● **Texto da página**

========

Em 10 de agosto deste ano, o jornalista Anas al-Sharif, morador de Gaza, estava com uma equipe de mais quatro profissionais da rede Al-Jazeera em uma barraca claramente identificada como um veículo de imprensa quando um ataque aéreo premeditado de Israel arrasou o local. Todos os jornalistas morreram. “Se estas palavras chegarem até você, saiba que Israel conseguiu me matar e silenciar minha voz”, foi a mensagem publicada em uma rede social de Anas, que havia preparado um texto caso morresse.

A máquina de ódio e de assassinar jornalistas não distingue nacionalidades, como bem sabe o norte-americano Dylan Collins, profissional da Agência France-Presse (AFP). Em abril de 2025, ele esteve no Festival Internacional de Jornalismo, realizado na cidade italiana de Perúgia, e compartilhou a história que viveu em 10 de outubro de 2023, quando estava no sul do Líbano com colegas jornalistas e foi atacado de maneira deliberada pelo Exército de Israel. Dois projéteis disparados por um tanque de guerra tinham como alvo um pequeno abrigo onde sete jornalistas se preparavam para realizar a cobertura dos eventos que aconteciam na região. Em um vídeo compartilhado por Dylan, é possível verificar que não havia qualquer tipo de confronto no território e que todos os profissionais estavam claramente identificados com a inscrição de “Imprensa”. As imagens parecem de um filme de horror: enquanto conversam e tentam entender a movimentação dos tanques, Dylan e seus colegas são surpreendidos com o barulho avassalador dos disparos. O silêncio momentâneo logo é interrompido por gritos de dor e desespero. O ataque causou a morte do repórter cinematográfico Issam Abdallah e a amputação da perna direita da fotojornalista Christina Assi.

O ASSASSINATO DE JORNALISTAS É UMA DAS MUITAS PROVAS QUE MATERIALIZAM O QUE SIGNIFICA A POLÍTICA DE ISRAEL CONTRA O POVO PALESTINO. NÃO RESTAM DÚVIDAS DE QUE É UM GENOCÍDIO

Não há fatalidades, coincidências, “danos colaterais” ou qualquer outro contorcionismo da diplomacia para disfarçar o que é óbvio: o morticínio de jornalistas, que não tem precedente algum na História, é apenas uma das muitas provas que materializa o que significa a política de Israel contra o povo palestino. Se ainda resta algum temor em caracterizar esse conjunto de ações como genocídio, o dicionário é bem objetivo em ajudar a esclarecer qualquer dúvida. “Genocídio: Destruição total ou parcial de um grupo étnico, de uma raça ou religião através de métodos cruéis”.

========

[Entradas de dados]
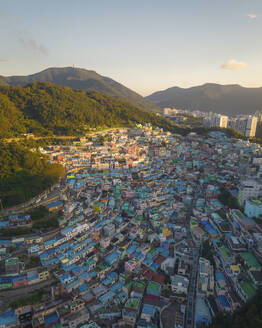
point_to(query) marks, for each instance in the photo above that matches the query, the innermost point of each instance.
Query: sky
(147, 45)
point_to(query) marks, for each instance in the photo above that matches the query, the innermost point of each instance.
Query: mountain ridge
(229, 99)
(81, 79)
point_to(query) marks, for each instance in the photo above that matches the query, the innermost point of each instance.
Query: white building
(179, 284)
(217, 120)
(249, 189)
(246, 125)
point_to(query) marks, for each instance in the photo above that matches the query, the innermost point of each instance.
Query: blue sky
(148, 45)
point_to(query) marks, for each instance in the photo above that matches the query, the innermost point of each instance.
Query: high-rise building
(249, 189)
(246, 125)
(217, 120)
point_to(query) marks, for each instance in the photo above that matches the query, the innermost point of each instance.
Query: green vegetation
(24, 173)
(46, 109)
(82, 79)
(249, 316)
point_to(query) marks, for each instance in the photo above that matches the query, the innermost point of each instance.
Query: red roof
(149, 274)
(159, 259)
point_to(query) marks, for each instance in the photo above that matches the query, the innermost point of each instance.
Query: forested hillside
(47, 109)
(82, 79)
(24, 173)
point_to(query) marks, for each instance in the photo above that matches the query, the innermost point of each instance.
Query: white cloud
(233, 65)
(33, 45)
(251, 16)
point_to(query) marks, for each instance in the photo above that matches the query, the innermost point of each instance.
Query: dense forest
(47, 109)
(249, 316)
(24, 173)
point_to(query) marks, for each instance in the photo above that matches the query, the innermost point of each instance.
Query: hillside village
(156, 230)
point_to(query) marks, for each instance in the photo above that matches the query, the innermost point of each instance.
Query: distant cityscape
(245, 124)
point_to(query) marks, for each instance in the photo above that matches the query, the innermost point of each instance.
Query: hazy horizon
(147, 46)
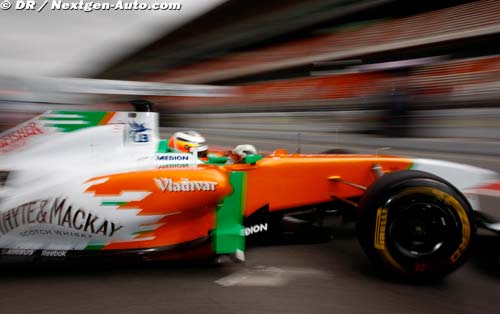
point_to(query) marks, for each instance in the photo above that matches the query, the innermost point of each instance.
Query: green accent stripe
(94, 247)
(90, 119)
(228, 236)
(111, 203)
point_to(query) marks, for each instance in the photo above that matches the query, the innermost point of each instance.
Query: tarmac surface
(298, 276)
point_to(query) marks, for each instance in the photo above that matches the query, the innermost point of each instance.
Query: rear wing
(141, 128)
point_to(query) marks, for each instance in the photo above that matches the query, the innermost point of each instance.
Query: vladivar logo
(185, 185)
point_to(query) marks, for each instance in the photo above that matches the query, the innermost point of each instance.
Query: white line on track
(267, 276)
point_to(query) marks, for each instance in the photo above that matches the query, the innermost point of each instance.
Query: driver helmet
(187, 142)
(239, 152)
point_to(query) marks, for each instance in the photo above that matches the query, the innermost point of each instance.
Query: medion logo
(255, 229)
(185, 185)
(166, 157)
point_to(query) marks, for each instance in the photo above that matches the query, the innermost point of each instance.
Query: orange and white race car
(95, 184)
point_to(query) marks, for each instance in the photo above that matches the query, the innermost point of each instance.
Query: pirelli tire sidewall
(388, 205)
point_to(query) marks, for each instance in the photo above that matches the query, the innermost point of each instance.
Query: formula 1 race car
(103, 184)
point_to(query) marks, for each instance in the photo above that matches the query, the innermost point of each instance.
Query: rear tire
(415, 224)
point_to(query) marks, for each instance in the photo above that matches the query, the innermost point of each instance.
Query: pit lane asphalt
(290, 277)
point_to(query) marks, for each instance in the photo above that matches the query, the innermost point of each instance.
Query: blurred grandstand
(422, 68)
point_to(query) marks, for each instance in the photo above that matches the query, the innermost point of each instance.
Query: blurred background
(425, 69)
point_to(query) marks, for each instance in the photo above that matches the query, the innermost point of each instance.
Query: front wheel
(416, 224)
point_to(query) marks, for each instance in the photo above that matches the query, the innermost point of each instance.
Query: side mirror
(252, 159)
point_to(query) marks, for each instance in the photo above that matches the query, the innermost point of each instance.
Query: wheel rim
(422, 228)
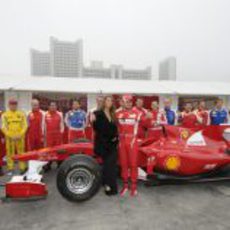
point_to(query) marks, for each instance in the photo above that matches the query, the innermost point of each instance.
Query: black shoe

========

● **Tarefa A**
Com base no texto da página, explique em uma a três frases como se sustenta a afirmação de que a máquina de assassinar jornalistas "não distingue nacionalidades".
● **Tarefa B**
Traduza para o inglês esta frase do texto da página: "Dois projéteis disparados por um tanque de guerra tinham como alvo um pequeno abrigo onde sete jornalistas se preparavam para realizar a cobertura dos eventos que aconteciam na região."
● **Tarefa C**
Responda às perguntas com base no texto da página:
(i) Em que dia e mês ocorreu o ataque aéreo à barraca onde estava Anas al-Sharif?
(ii) Em que cidade italiana foi realizado o Festival Internacional de Jornalismo?
(iii) Quem teve a perna direita amputada no ataque ao abrigo no sul do Líbano?

● **Resolução da tarefa A**
A afirmação se apoia no caso de Dylan Collins, profissional norte-americano da Agência France-Presse. Em 10 de outubro de 2023, no sul do Líbano, ele e colegas jornalistas foram atacados de maneira deliberada pelo Exército de Israel.

● **Resolução da tarefa B**
Two projectiles fired by a battle tank targeted a small shelter where seven journalists were preparing to cover the events taking place in the region.

● **Resolução da tarefa C**
(i) Em 10 de agosto.
(ii) Em Perúgia.
(iii) A fotojornalista Christina Assi.